_Given entries_
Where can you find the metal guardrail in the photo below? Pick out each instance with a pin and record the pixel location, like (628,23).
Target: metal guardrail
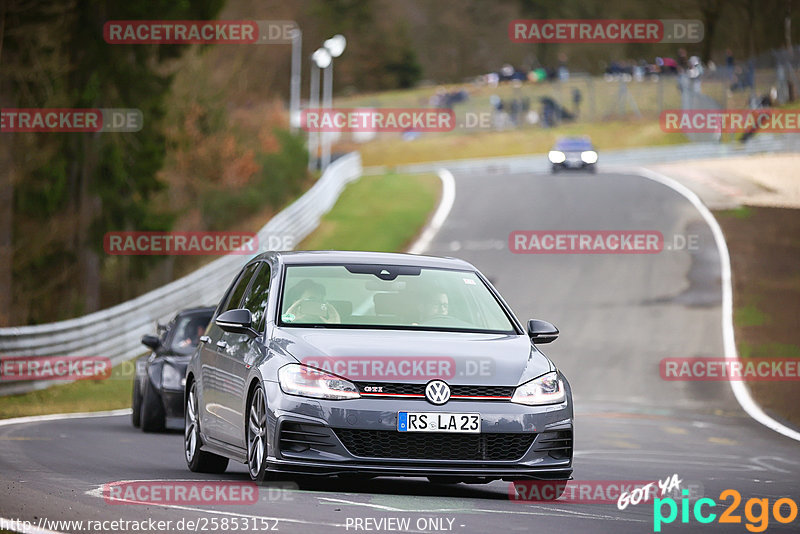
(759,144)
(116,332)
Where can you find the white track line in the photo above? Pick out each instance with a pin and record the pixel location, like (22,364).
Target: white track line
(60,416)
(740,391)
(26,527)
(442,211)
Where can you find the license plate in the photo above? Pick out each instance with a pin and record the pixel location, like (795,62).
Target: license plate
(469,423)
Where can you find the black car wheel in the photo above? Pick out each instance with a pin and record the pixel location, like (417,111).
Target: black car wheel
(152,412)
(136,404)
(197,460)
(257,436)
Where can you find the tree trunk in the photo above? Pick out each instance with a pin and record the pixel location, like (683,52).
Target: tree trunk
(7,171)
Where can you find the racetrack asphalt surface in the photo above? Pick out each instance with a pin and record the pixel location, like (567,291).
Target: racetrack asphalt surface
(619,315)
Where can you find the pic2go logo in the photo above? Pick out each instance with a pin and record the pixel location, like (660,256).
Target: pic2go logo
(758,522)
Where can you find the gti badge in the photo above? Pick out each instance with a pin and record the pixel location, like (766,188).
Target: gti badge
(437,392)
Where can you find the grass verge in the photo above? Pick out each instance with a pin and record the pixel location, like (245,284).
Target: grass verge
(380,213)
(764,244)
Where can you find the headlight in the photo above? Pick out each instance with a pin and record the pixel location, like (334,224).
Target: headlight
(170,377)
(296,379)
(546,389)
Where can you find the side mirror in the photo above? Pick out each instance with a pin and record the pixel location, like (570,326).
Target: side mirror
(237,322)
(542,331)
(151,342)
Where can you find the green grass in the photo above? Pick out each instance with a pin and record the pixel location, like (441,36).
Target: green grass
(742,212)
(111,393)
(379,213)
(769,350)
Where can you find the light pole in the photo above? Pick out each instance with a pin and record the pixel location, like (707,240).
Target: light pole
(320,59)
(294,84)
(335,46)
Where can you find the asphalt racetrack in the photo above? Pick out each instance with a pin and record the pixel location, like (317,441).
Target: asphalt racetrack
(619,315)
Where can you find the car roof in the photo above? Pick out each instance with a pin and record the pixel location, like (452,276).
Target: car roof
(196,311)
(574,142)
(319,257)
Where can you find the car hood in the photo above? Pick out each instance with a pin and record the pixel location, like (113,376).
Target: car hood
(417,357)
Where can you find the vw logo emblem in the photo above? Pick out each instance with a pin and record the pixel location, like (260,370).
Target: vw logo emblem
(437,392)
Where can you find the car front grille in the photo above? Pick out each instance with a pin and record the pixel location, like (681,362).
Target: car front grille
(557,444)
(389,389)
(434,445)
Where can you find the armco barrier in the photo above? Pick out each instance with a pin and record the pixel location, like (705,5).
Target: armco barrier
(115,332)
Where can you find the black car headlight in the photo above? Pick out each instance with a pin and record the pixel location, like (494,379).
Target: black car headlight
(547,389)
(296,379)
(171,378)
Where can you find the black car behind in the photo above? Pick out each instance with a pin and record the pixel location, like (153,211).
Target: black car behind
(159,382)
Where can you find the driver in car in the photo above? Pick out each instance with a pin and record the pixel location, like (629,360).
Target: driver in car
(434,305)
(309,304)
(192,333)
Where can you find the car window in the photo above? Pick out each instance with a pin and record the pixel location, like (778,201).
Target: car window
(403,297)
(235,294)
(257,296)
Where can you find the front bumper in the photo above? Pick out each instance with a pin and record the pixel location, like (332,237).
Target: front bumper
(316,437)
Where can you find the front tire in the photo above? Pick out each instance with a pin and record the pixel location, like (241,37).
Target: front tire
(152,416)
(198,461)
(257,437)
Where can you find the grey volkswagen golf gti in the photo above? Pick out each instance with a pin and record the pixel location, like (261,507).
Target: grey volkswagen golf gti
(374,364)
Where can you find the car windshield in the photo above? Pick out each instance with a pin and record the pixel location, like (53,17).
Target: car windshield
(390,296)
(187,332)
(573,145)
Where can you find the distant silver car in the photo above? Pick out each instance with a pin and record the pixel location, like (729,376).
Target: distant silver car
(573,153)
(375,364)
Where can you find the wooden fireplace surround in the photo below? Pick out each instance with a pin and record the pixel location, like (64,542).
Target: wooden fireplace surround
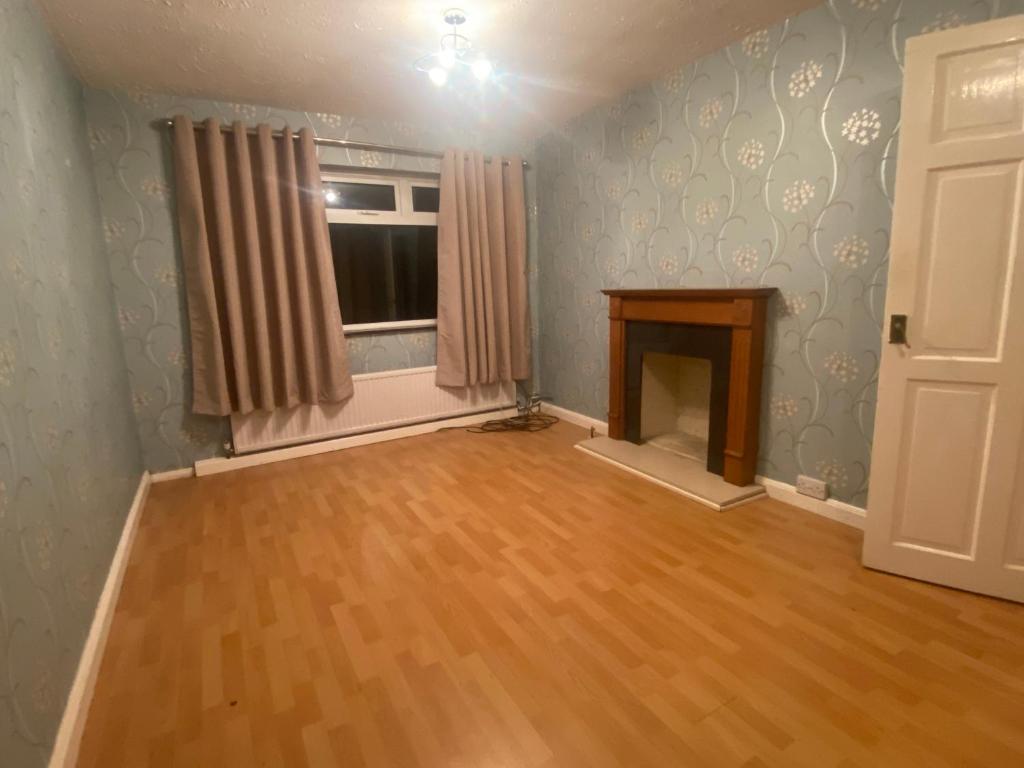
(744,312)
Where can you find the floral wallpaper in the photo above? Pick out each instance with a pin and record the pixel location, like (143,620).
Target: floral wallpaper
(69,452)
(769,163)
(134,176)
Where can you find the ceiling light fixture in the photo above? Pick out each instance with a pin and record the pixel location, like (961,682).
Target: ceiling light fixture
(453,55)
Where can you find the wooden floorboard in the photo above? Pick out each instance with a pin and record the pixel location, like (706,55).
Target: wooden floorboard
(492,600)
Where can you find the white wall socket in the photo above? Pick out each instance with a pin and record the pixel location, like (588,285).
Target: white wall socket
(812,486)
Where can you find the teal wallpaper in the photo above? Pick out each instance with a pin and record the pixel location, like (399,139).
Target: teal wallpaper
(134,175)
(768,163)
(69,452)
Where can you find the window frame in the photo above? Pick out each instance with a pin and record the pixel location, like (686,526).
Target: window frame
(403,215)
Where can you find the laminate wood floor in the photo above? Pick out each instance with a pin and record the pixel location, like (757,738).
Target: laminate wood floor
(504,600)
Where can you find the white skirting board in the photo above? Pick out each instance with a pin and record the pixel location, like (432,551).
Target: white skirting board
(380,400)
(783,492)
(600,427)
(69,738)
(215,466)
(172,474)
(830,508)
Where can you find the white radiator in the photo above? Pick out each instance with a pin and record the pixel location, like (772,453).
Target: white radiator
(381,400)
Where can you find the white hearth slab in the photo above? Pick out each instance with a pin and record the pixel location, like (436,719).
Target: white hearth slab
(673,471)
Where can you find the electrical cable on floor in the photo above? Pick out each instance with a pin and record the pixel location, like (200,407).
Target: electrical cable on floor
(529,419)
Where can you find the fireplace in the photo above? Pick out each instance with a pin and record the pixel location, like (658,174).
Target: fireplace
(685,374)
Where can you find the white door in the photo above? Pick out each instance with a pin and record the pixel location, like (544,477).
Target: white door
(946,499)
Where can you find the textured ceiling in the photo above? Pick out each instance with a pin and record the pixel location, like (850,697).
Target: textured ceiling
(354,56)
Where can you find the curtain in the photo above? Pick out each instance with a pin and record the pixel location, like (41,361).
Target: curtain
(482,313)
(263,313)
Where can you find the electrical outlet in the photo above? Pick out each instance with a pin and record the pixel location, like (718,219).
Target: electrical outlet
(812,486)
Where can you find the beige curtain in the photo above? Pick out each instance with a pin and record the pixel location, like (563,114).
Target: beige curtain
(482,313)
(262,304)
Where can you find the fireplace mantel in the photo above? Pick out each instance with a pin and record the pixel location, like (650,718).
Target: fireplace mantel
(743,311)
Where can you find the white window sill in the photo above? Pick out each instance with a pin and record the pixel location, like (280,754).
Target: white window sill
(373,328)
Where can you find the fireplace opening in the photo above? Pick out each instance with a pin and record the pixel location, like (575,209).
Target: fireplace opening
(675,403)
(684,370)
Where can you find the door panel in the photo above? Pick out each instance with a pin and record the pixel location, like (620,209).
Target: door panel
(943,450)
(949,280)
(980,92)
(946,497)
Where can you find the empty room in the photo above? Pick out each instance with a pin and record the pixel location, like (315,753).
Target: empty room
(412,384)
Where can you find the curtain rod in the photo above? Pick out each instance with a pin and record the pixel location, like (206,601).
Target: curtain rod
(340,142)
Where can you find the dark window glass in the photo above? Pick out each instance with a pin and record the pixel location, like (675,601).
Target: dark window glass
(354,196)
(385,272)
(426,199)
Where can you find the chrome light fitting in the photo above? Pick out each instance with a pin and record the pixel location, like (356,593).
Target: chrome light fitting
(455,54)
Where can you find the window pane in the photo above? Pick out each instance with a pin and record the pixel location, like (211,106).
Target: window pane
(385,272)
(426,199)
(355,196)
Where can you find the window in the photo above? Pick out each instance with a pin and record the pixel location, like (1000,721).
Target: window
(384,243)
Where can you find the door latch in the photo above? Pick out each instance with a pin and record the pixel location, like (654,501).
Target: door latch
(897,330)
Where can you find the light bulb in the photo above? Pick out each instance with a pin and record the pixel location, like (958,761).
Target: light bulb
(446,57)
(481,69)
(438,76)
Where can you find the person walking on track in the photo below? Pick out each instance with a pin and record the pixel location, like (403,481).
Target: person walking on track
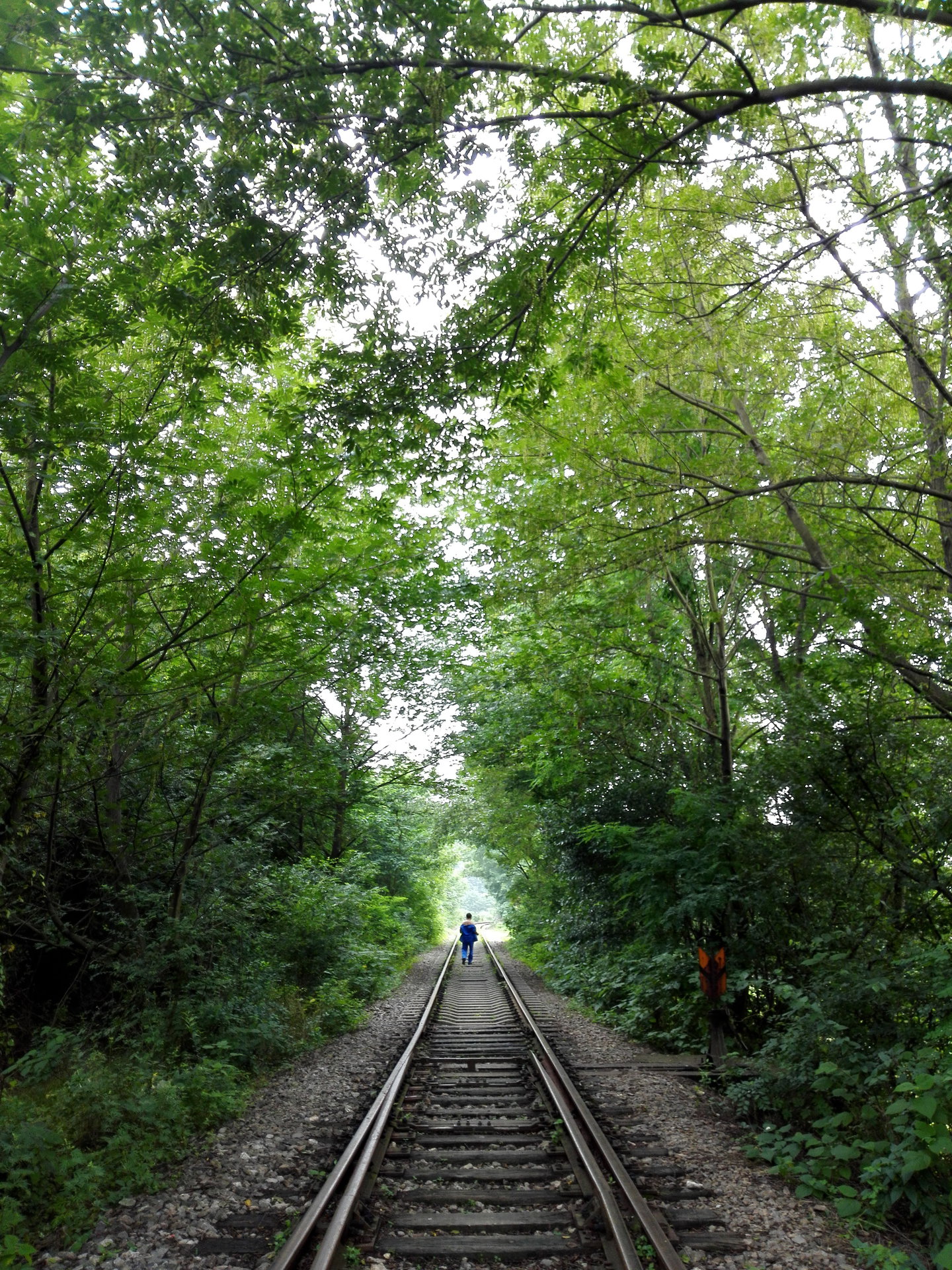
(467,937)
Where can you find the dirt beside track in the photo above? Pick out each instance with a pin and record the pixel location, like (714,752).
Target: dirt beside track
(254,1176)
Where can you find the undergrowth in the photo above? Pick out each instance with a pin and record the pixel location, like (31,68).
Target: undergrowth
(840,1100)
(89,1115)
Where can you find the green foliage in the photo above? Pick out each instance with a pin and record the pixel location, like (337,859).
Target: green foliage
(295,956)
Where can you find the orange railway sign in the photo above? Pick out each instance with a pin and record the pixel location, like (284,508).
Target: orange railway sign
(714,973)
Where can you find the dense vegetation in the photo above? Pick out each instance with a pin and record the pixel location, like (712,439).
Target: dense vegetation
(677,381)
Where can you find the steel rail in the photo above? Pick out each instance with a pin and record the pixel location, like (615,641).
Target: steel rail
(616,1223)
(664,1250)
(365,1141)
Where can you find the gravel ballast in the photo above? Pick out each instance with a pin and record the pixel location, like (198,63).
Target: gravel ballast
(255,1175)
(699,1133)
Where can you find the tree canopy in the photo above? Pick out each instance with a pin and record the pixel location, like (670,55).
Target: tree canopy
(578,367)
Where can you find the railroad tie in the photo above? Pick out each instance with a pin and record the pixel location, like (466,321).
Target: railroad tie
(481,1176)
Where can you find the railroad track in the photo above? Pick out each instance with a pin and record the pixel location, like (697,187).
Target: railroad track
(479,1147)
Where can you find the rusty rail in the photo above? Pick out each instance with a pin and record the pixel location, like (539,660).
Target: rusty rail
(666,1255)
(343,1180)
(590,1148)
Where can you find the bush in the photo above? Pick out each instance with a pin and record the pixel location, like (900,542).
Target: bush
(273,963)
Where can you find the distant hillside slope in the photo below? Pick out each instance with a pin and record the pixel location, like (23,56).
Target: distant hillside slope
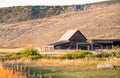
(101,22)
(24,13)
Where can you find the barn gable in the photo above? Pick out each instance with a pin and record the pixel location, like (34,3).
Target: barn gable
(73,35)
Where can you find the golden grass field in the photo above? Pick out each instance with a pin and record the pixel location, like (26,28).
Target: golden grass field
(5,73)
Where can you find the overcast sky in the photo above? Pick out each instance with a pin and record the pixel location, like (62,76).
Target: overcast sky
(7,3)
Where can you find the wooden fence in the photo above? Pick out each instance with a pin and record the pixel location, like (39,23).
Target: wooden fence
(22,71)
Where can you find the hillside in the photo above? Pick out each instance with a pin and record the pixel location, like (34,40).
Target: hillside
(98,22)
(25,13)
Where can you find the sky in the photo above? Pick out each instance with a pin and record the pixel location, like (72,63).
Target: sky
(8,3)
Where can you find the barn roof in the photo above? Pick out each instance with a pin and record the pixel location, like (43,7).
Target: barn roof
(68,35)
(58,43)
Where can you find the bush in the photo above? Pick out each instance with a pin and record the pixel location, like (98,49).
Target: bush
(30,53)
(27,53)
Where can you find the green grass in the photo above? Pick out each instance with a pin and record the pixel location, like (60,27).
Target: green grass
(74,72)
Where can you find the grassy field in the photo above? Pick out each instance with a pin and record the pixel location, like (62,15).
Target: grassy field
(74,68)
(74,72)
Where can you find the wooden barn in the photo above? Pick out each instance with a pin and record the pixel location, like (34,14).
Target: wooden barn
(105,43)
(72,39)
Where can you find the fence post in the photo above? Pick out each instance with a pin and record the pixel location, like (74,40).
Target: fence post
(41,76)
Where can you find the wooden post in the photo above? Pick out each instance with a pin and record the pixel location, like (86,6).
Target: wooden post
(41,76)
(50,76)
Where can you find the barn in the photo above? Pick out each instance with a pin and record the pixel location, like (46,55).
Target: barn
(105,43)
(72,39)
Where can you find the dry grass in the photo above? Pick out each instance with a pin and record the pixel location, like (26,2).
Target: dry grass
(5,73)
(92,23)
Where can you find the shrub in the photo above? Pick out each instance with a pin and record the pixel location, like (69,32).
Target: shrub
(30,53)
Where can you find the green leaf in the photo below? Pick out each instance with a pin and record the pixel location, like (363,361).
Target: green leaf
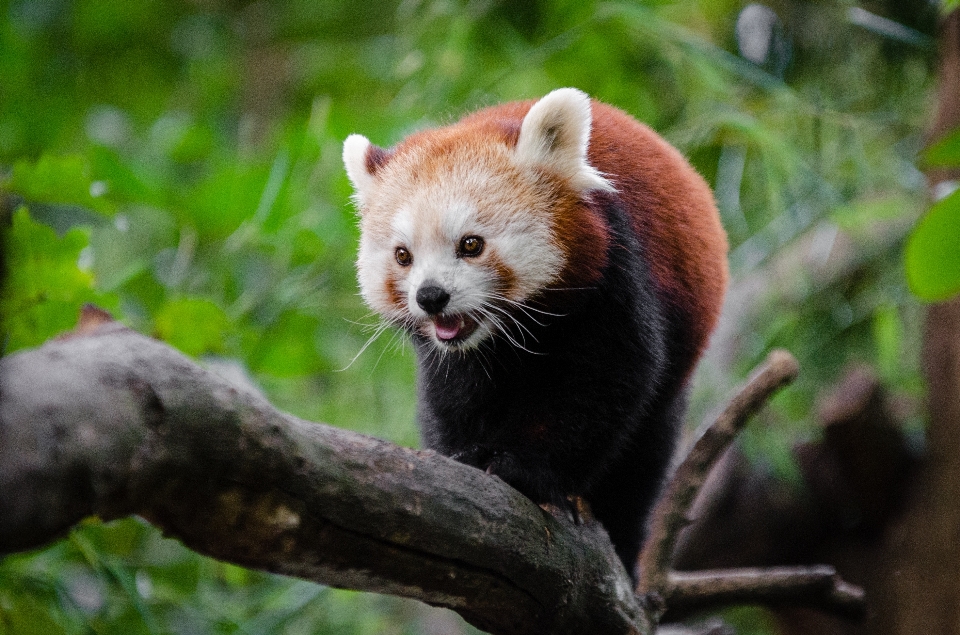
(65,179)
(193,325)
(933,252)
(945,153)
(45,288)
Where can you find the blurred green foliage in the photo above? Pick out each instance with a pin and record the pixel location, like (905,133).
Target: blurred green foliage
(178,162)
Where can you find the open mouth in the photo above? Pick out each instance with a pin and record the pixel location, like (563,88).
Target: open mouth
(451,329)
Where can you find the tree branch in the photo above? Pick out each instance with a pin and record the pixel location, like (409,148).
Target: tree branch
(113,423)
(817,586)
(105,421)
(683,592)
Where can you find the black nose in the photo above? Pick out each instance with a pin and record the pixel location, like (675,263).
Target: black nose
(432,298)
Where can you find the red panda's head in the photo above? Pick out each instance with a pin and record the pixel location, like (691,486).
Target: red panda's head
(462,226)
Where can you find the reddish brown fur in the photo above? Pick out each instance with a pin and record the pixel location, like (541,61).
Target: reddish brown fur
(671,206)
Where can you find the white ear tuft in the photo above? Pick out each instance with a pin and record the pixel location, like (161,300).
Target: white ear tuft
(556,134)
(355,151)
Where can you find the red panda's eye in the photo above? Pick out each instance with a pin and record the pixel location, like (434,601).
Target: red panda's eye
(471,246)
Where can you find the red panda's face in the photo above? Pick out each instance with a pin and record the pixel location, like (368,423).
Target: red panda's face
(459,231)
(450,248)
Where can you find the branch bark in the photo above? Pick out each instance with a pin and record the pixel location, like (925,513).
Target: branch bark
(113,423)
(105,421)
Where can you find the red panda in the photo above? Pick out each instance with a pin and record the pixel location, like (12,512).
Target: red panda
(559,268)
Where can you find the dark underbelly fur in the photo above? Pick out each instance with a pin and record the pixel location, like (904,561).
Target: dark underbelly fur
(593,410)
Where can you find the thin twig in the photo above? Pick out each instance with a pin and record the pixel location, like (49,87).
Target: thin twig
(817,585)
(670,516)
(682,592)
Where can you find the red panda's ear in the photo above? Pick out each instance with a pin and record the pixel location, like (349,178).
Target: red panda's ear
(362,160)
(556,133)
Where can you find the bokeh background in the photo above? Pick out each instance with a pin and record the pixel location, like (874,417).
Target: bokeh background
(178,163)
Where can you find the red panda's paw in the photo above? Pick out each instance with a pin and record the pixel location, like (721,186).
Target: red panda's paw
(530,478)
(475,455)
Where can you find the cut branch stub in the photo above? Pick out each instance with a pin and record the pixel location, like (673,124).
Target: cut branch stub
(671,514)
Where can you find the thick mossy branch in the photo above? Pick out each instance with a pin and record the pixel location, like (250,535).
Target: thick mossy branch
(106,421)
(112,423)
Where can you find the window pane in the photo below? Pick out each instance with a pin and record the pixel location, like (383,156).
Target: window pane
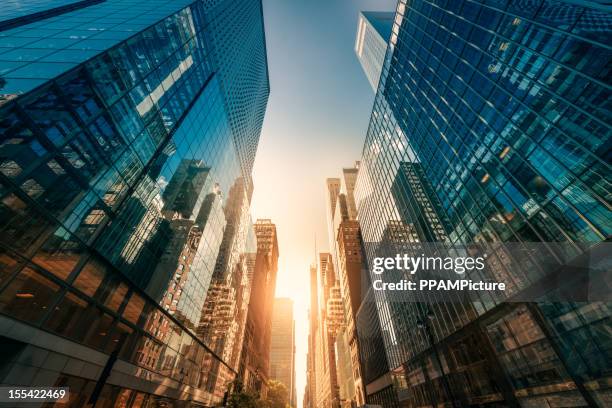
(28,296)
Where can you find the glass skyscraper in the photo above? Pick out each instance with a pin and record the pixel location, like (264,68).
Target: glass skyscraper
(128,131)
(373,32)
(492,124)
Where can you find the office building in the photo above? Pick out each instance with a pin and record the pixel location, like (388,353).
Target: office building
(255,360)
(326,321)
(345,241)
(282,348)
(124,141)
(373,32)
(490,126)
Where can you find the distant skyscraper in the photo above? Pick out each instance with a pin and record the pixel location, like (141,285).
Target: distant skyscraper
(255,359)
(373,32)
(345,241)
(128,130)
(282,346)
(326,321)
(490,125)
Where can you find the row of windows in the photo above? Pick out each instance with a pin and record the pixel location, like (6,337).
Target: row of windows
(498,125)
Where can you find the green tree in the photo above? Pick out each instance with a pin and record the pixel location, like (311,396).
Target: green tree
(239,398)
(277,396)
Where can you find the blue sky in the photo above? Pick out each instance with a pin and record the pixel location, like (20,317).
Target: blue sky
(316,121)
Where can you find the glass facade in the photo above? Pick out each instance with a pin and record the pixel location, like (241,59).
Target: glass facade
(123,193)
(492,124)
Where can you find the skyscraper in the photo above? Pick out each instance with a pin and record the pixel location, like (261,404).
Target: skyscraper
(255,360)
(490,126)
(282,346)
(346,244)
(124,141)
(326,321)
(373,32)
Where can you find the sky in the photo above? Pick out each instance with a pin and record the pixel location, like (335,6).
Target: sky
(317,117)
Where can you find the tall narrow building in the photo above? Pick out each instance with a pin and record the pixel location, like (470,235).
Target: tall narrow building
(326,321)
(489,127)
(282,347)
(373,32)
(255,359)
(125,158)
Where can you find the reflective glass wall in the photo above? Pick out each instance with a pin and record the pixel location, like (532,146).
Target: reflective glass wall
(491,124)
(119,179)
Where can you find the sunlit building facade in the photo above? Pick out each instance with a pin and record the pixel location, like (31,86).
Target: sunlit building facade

_What to work on_
Take the lines from the one containing "Where can you find the distant skyscraper" to the last line of the material above and write them out exactly.

_Exercise output_
Where can you find the distant skyscraper in the photo above? Pick out each instance with a pin and record the pixel location, like (141,285).
Target: distant skyscraper
(255,359)
(373,32)
(345,241)
(128,130)
(282,346)
(326,321)
(490,125)
Where can you find the row of windows in the photo above? Pick out each instance with a pin and record the pixel location, like (6,337).
Target: row of windows
(498,125)
Where can you find the green tree in the photo above? Pick out each instance with a pin and record the pixel location, like (311,396).
Target: green tree
(239,398)
(277,396)
Where can you find the blue sky in the photo above? Pick out each instance with a pin and record the pixel location, like (20,317).
Target: blue sky
(316,121)
Where can you find the glass facade in the photo above? Pick out each instance with a pin and record the pixel location, like (241,59).
Target: glass facade
(123,193)
(492,124)
Where can you find the skyscraper in the photo above? Pick out each instance with a pin and record the pixel location, like (261,404).
Target: skyscraper
(255,360)
(490,126)
(282,346)
(346,244)
(124,141)
(326,321)
(373,32)
Where can you find the sky in the photo above? Pick out each instance with a pin and record the pixel location, like (335,6).
Target: sky
(317,117)
Where can you find the tall narrow building in the photo above? Pick out each instance with a pin and record the pixel location, like (470,235).
Target: tall narrow building
(326,321)
(489,127)
(282,347)
(373,32)
(255,359)
(125,158)
Where can you find the reflective glass wall in the photo above? Pick out each instance with a pin and record the pixel location, like (532,146).
Target: reflective glass wall
(491,124)
(119,179)
Where can you find the sunlit building facade in the photo above? Pick out each instance with a pin and record the pixel location, like (31,86).
Target: sunlit building facade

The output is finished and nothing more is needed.